— WORK REQUIRED —
Count the lines in the material below that contain the string "floor", and give only the number.

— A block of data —
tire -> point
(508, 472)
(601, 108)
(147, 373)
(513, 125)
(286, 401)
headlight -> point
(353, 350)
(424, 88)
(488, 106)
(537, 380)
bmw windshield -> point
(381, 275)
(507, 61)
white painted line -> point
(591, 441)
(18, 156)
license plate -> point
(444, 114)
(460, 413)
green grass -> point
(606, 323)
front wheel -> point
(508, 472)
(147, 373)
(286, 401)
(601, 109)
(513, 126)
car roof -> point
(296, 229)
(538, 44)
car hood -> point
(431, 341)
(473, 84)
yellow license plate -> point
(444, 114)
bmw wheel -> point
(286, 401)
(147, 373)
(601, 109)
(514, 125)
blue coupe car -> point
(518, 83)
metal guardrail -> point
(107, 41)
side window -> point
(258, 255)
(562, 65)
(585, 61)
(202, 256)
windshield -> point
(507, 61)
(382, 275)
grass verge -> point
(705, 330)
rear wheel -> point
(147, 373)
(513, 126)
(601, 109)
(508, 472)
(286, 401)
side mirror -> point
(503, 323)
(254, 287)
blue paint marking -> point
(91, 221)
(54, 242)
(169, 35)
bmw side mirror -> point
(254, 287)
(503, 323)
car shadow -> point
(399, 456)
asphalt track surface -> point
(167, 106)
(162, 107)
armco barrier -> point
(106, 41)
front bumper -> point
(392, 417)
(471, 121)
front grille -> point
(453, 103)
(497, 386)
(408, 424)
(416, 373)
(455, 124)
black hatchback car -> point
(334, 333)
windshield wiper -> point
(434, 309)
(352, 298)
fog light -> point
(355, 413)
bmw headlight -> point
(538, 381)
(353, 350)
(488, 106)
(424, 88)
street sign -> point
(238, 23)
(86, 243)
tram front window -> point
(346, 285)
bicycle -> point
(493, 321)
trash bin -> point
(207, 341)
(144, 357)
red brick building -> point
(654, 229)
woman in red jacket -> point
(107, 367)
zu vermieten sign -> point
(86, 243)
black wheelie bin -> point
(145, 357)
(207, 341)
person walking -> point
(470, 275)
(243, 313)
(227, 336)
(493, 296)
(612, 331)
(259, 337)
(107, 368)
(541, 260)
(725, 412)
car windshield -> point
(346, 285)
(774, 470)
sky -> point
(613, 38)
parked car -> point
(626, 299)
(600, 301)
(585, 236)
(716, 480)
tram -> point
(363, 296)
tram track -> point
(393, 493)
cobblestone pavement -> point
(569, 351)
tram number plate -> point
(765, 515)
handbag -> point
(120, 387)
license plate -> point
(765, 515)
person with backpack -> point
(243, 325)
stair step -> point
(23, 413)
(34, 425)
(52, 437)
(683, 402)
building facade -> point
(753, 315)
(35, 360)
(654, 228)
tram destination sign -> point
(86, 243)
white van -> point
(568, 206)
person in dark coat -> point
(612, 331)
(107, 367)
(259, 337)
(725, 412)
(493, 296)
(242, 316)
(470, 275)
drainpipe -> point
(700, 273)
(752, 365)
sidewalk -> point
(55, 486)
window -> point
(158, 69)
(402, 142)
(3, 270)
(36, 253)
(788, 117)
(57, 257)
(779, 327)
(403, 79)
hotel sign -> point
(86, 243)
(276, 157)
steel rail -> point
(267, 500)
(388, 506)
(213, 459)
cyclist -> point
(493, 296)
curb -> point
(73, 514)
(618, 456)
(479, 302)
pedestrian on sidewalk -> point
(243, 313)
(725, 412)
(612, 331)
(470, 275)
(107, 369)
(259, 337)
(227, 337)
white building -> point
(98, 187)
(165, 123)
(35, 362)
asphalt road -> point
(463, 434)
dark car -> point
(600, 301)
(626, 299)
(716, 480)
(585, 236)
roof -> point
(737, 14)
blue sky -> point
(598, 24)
==
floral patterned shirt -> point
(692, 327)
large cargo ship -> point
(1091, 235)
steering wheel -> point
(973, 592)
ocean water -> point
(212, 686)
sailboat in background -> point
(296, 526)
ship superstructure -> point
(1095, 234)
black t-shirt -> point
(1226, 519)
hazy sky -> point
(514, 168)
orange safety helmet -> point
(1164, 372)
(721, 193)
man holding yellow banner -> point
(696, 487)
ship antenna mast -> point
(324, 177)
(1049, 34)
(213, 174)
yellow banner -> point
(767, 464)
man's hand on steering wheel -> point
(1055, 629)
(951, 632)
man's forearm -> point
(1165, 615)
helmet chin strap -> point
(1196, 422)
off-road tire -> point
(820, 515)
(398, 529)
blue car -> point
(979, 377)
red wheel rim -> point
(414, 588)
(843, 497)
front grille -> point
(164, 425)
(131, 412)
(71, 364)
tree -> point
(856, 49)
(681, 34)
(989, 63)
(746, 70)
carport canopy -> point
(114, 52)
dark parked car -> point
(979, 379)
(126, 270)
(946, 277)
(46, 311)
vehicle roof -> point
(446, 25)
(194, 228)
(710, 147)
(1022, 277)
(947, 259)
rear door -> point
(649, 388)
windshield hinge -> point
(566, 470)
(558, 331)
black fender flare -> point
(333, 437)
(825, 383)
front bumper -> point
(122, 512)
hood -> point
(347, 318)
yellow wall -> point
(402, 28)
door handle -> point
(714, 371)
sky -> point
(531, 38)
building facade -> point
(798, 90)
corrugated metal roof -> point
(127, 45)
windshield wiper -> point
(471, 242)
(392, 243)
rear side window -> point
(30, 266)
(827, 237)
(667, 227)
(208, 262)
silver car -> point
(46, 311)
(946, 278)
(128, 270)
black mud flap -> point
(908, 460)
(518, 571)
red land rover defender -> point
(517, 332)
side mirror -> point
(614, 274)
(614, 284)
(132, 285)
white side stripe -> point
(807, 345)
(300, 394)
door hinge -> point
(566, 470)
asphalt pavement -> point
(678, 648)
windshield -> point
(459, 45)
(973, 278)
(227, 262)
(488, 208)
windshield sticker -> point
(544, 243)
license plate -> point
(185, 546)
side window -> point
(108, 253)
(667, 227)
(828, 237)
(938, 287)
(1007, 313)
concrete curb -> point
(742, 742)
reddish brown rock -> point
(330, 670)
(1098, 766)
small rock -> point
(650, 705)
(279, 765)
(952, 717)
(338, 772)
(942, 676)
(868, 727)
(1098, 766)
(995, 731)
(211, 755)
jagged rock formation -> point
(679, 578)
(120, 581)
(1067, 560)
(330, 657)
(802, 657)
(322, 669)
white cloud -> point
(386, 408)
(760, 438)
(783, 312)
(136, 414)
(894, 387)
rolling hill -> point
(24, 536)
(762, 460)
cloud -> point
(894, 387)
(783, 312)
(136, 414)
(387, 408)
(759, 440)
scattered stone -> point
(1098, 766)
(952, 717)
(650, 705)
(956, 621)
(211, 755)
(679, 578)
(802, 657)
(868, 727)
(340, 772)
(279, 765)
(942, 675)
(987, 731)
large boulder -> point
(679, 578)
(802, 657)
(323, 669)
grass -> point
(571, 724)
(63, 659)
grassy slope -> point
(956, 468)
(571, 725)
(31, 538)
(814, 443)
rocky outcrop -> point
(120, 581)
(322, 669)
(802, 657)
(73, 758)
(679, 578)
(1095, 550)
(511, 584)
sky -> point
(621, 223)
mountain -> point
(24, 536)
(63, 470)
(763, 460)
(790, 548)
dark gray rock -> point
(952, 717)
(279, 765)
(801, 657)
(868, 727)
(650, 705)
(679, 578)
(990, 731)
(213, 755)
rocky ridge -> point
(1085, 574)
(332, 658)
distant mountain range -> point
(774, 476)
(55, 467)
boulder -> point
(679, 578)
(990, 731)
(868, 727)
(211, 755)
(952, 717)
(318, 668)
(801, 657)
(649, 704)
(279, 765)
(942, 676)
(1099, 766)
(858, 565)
==
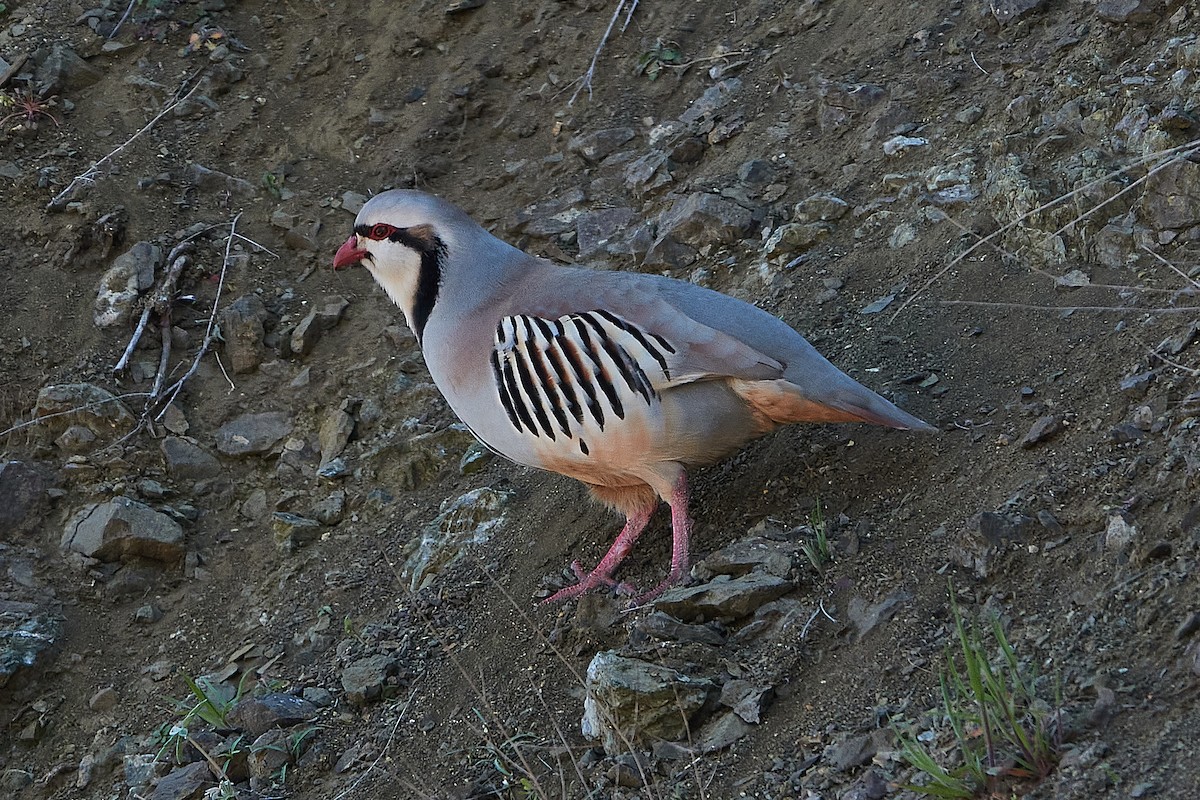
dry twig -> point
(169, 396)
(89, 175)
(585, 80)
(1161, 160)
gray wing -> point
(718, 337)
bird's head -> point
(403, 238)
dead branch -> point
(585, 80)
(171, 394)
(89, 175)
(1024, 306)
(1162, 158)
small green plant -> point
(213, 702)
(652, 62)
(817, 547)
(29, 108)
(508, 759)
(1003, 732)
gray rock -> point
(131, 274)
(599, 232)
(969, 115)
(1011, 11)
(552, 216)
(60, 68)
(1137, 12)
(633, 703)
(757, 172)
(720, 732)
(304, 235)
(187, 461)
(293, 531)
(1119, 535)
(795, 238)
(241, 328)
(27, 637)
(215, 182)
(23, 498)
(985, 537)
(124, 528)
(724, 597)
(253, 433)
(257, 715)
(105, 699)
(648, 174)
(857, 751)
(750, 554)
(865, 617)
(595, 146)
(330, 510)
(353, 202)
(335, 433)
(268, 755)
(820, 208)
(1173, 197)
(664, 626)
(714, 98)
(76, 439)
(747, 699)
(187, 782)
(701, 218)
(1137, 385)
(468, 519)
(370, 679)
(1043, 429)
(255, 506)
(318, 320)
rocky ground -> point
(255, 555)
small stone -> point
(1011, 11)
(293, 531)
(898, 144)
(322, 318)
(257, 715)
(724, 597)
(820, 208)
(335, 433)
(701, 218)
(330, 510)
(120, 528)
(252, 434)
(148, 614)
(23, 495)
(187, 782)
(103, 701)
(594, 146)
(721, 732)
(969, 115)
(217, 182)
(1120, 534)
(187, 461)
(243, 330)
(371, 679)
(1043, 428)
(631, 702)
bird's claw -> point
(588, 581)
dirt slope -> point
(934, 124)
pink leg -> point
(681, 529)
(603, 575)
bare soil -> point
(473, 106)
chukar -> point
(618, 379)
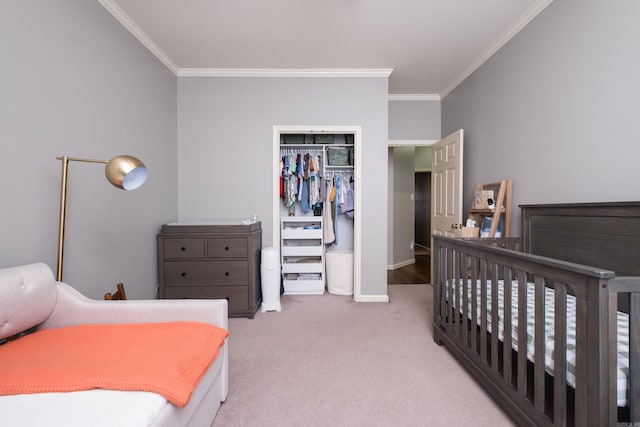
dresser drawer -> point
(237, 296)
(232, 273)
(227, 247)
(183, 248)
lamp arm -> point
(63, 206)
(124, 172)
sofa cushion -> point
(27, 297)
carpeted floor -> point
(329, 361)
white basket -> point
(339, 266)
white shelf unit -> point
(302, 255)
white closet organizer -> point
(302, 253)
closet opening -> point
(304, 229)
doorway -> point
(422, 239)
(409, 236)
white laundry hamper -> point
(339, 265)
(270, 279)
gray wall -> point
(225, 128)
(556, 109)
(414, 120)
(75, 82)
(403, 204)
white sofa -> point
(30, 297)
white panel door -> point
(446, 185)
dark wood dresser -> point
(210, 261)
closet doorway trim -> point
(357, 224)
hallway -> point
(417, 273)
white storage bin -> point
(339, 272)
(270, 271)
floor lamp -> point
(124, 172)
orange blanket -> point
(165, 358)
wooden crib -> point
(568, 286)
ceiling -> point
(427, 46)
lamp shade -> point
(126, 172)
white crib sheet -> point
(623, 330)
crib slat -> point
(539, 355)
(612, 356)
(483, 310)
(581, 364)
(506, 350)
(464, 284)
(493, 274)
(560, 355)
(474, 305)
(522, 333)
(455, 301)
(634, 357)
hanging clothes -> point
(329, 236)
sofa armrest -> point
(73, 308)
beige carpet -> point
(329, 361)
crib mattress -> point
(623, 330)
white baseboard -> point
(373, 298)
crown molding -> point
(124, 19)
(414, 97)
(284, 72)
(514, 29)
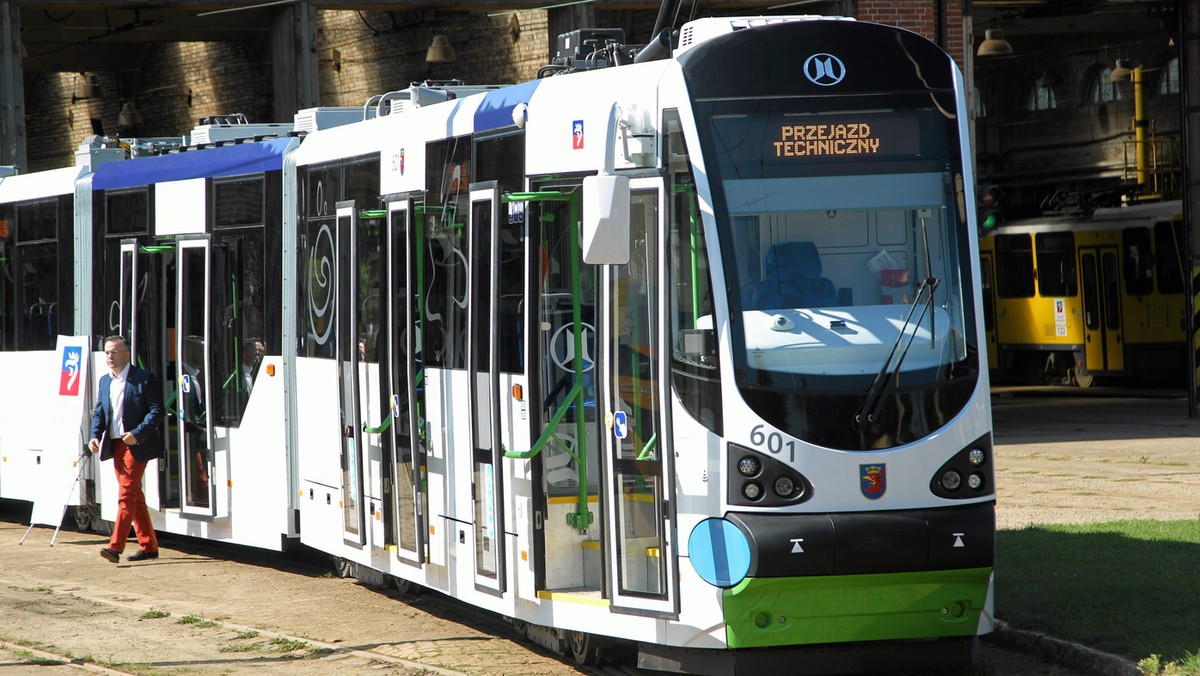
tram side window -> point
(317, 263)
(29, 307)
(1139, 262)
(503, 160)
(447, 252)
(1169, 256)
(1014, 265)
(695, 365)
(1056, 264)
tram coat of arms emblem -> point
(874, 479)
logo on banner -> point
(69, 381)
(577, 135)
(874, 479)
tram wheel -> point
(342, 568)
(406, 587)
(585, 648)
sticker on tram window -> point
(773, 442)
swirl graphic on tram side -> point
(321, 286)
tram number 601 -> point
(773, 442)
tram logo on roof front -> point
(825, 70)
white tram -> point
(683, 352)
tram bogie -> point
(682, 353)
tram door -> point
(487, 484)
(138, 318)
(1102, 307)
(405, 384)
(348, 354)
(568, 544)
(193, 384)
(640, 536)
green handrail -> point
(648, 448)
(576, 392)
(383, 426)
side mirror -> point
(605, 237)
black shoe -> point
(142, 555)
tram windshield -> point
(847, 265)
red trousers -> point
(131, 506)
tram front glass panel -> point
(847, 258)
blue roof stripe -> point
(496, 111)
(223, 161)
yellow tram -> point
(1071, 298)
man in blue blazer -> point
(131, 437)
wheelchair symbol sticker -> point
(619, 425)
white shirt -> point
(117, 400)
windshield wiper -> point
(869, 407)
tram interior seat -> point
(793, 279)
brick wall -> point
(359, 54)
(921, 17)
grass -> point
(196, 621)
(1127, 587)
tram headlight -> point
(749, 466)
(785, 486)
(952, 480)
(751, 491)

— ANSWER TO THIS PROBLEM —
2